• _What is being asked_: Give the entries again exactly; drop the pictures.

──────── Records for processing ────────

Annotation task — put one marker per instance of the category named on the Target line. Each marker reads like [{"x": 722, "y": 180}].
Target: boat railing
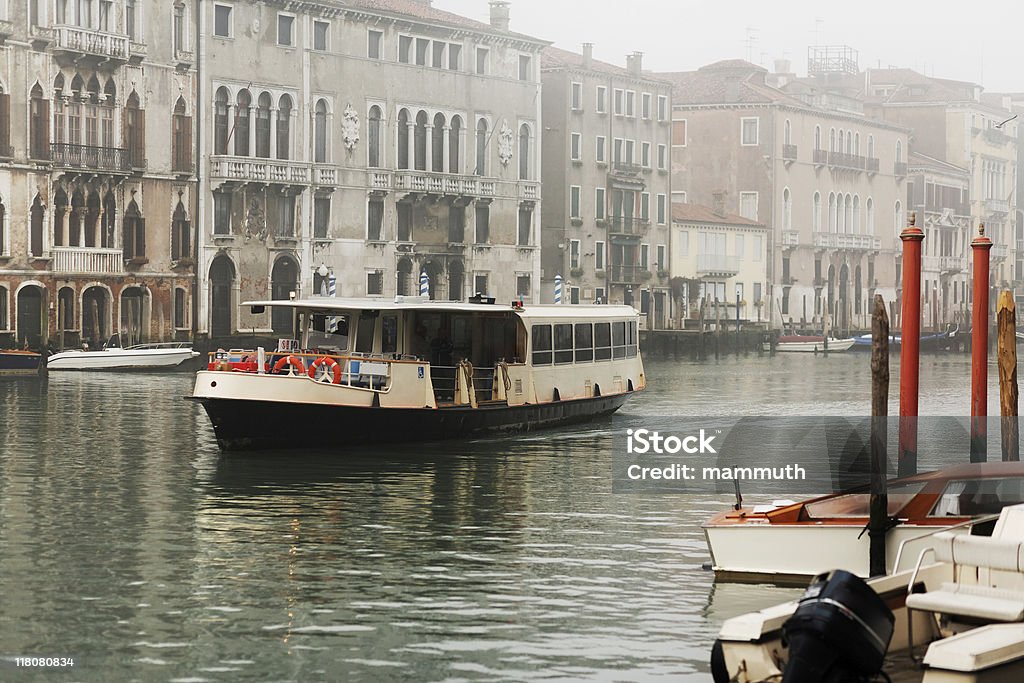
[{"x": 970, "y": 522}]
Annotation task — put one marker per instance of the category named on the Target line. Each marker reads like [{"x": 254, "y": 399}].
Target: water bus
[{"x": 368, "y": 371}]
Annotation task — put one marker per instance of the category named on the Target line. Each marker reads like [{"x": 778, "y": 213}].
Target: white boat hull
[
  {"x": 788, "y": 551},
  {"x": 120, "y": 358},
  {"x": 811, "y": 346}
]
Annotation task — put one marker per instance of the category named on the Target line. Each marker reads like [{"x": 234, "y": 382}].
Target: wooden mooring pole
[
  {"x": 878, "y": 524},
  {"x": 1006, "y": 317}
]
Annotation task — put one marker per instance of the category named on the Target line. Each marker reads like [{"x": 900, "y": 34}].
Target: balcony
[
  {"x": 628, "y": 274},
  {"x": 87, "y": 260},
  {"x": 627, "y": 226},
  {"x": 851, "y": 162},
  {"x": 77, "y": 43},
  {"x": 847, "y": 241},
  {"x": 248, "y": 169},
  {"x": 996, "y": 207},
  {"x": 442, "y": 183},
  {"x": 716, "y": 265},
  {"x": 89, "y": 157}
]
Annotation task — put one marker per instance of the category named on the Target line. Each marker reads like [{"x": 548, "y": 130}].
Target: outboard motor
[{"x": 840, "y": 632}]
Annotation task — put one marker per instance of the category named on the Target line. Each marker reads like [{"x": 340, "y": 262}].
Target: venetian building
[
  {"x": 96, "y": 178},
  {"x": 371, "y": 141}
]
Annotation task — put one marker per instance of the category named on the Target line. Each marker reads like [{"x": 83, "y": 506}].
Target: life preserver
[
  {"x": 292, "y": 360},
  {"x": 331, "y": 365}
]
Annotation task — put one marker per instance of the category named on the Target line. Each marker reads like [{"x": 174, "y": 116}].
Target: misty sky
[{"x": 979, "y": 43}]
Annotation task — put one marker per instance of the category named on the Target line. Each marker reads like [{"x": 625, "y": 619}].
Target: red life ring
[
  {"x": 332, "y": 366},
  {"x": 292, "y": 360}
]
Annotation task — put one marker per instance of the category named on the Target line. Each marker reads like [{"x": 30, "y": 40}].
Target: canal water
[{"x": 129, "y": 543}]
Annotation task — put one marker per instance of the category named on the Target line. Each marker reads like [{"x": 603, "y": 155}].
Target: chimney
[
  {"x": 500, "y": 14},
  {"x": 634, "y": 62},
  {"x": 718, "y": 203}
]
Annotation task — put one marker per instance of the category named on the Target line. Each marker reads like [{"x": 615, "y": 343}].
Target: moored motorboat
[
  {"x": 113, "y": 356},
  {"x": 963, "y": 599},
  {"x": 16, "y": 361},
  {"x": 828, "y": 531},
  {"x": 808, "y": 344},
  {"x": 413, "y": 370}
]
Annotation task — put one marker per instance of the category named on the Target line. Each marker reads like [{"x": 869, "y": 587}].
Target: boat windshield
[
  {"x": 978, "y": 497},
  {"x": 857, "y": 505}
]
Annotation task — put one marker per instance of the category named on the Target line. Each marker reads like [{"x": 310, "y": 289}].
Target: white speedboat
[
  {"x": 828, "y": 531},
  {"x": 808, "y": 344},
  {"x": 139, "y": 356},
  {"x": 963, "y": 602}
]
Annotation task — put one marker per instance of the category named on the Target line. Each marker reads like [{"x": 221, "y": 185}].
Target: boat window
[
  {"x": 619, "y": 340},
  {"x": 563, "y": 342},
  {"x": 389, "y": 334},
  {"x": 585, "y": 342},
  {"x": 602, "y": 341},
  {"x": 978, "y": 497},
  {"x": 857, "y": 505},
  {"x": 541, "y": 336}
]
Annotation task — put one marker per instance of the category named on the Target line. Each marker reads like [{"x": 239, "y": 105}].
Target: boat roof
[{"x": 416, "y": 303}]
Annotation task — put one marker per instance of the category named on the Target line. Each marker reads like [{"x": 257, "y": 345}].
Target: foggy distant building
[
  {"x": 828, "y": 183},
  {"x": 606, "y": 181},
  {"x": 371, "y": 140}
]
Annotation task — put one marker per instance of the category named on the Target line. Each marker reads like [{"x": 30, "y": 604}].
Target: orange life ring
[
  {"x": 292, "y": 360},
  {"x": 332, "y": 366}
]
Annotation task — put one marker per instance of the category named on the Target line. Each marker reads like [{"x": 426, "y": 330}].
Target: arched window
[
  {"x": 181, "y": 134},
  {"x": 243, "y": 118},
  {"x": 437, "y": 143},
  {"x": 320, "y": 131},
  {"x": 523, "y": 152},
  {"x": 454, "y": 145},
  {"x": 420, "y": 141},
  {"x": 481, "y": 147},
  {"x": 786, "y": 210},
  {"x": 374, "y": 137},
  {"x": 39, "y": 123},
  {"x": 220, "y": 125},
  {"x": 284, "y": 123},
  {"x": 134, "y": 130},
  {"x": 263, "y": 126},
  {"x": 403, "y": 138}
]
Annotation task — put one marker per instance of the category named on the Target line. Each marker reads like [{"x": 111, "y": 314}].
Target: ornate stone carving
[
  {"x": 505, "y": 139},
  {"x": 350, "y": 128},
  {"x": 255, "y": 225}
]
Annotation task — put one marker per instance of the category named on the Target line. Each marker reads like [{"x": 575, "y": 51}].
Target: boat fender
[
  {"x": 292, "y": 360},
  {"x": 333, "y": 370}
]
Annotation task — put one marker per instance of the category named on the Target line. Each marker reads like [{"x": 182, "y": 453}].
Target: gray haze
[{"x": 977, "y": 43}]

────────

• _Answer to this problem_:
Annotation task — put one marker per instance of the category named on the Target line. Each marker reads like [{"x": 722, "y": 180}].
Target: boat railing
[{"x": 970, "y": 522}]
Annotation task — put one marker per instance of the category named on the Target line. Each marker reads like [{"x": 254, "y": 399}].
Target: water bus
[{"x": 368, "y": 371}]
Annotation task — put one marker per instance of the category named on the Target line. Each marker reads like [{"x": 778, "y": 213}].
Target: white boat hull
[
  {"x": 788, "y": 551},
  {"x": 120, "y": 358},
  {"x": 811, "y": 346}
]
Annotation task — put one marker per instance of the category named on the Target line. Each marker reads like [{"x": 234, "y": 382}].
Target: wooden mooring pole
[
  {"x": 878, "y": 524},
  {"x": 1006, "y": 317}
]
Annotation task — put one marker per instance of the category named on the Target line. Each marker reads like [{"x": 900, "y": 34}].
Target: balcony
[
  {"x": 628, "y": 274},
  {"x": 87, "y": 260},
  {"x": 627, "y": 226},
  {"x": 851, "y": 162},
  {"x": 77, "y": 43},
  {"x": 847, "y": 241},
  {"x": 248, "y": 169},
  {"x": 996, "y": 207},
  {"x": 442, "y": 183},
  {"x": 716, "y": 265},
  {"x": 89, "y": 157}
]
Annotation task — put one marker per instance of the category named on the Target line. Each marker reads like [{"x": 548, "y": 130}].
Target: outboard motor
[{"x": 840, "y": 632}]
Annotation task — put one marker per instance of the category named on the Target line. Each marker reads like [{"x": 340, "y": 262}].
Target: venetian building
[
  {"x": 96, "y": 178},
  {"x": 371, "y": 141}
]
Annotation task — put one marker per instance of the category named on the Target line. Each marker reads like [{"x": 83, "y": 506}].
Target: life preserver
[
  {"x": 292, "y": 360},
  {"x": 331, "y": 365}
]
Annotation task — put one marker per instance of the category named on the Target line. Each marker reads like [{"x": 174, "y": 116}].
Target: misty sky
[{"x": 979, "y": 43}]
Annotation task — put one marker per instance of the category named on the Target line. Each marker reads like [{"x": 625, "y": 619}].
Target: red life ring
[
  {"x": 332, "y": 366},
  {"x": 292, "y": 360}
]
Annotation task — put one marker per instance of the category named on the Target line. Each marker reads like [{"x": 30, "y": 40}].
Target: canal water
[{"x": 129, "y": 543}]
Annotation task — put one marker per instance of the category named on the Target line. Each marker reads like [{"x": 603, "y": 155}].
Target: chimney
[
  {"x": 500, "y": 14},
  {"x": 634, "y": 62},
  {"x": 718, "y": 203}
]
Annotation task — put one marker per instance of the category named on the Target line. Each marker reads like [{"x": 615, "y": 343}].
Target: moored motorboat
[
  {"x": 113, "y": 356},
  {"x": 963, "y": 599},
  {"x": 16, "y": 361},
  {"x": 828, "y": 531},
  {"x": 808, "y": 344},
  {"x": 413, "y": 370}
]
Annotation task — put one marker per instance of the category named on the Target line. Each marker reads like [{"x": 869, "y": 587}].
Target: boat windshield
[
  {"x": 978, "y": 497},
  {"x": 857, "y": 505}
]
Annotation task — put one marker per instance of the category named on the Target line. Each marker reads like [{"x": 310, "y": 289}].
Target: white speedboat
[
  {"x": 828, "y": 531},
  {"x": 808, "y": 344},
  {"x": 139, "y": 356},
  {"x": 963, "y": 602}
]
Annotation task — put one marker per instance of the category named on the Target line. Each marker reads like [{"x": 221, "y": 185}].
Target: boat window
[
  {"x": 619, "y": 340},
  {"x": 563, "y": 342},
  {"x": 389, "y": 334},
  {"x": 585, "y": 342},
  {"x": 602, "y": 341},
  {"x": 978, "y": 497},
  {"x": 857, "y": 505},
  {"x": 541, "y": 336}
]
Annotation task — put one marker per instance of the category named on the Target line. Each marker reads like [{"x": 239, "y": 105}].
Target: boat roof
[{"x": 416, "y": 303}]
Annotation task — put one marker per instance of the category named on the Target line. Each marker reads like [{"x": 257, "y": 345}].
Target: foggy distant building
[
  {"x": 828, "y": 183},
  {"x": 606, "y": 181},
  {"x": 371, "y": 140}
]
Annotation task — put one marker per instance of the category named on the Target line. Each marker reads like [{"x": 30, "y": 604}].
Target: orange life ring
[
  {"x": 292, "y": 360},
  {"x": 332, "y": 366}
]
Annotation task — put one marker per instance of the category named on the Target line. Each marker reads like [{"x": 426, "y": 330}].
Target: arched window
[
  {"x": 181, "y": 134},
  {"x": 243, "y": 118},
  {"x": 437, "y": 143},
  {"x": 320, "y": 131},
  {"x": 523, "y": 152},
  {"x": 454, "y": 145},
  {"x": 420, "y": 141},
  {"x": 481, "y": 147},
  {"x": 786, "y": 210},
  {"x": 374, "y": 137},
  {"x": 39, "y": 123},
  {"x": 220, "y": 125},
  {"x": 284, "y": 123},
  {"x": 134, "y": 130},
  {"x": 263, "y": 126},
  {"x": 403, "y": 138}
]
Annotation task — put one marker per instance of the category named on the Target line. Each marker reads like [{"x": 111, "y": 314}].
Target: ornate stone carving
[
  {"x": 505, "y": 139},
  {"x": 350, "y": 128},
  {"x": 255, "y": 225}
]
Annotation task — put one marker per instance of the category named on the Target line. Each marker reads like [{"x": 575, "y": 51}].
Target: boat fender
[
  {"x": 292, "y": 360},
  {"x": 333, "y": 370}
]
Annotation task — put one marker per instance of the category named on the Target line. Each marker reads like [{"x": 182, "y": 453}].
Target: gray haze
[{"x": 977, "y": 43}]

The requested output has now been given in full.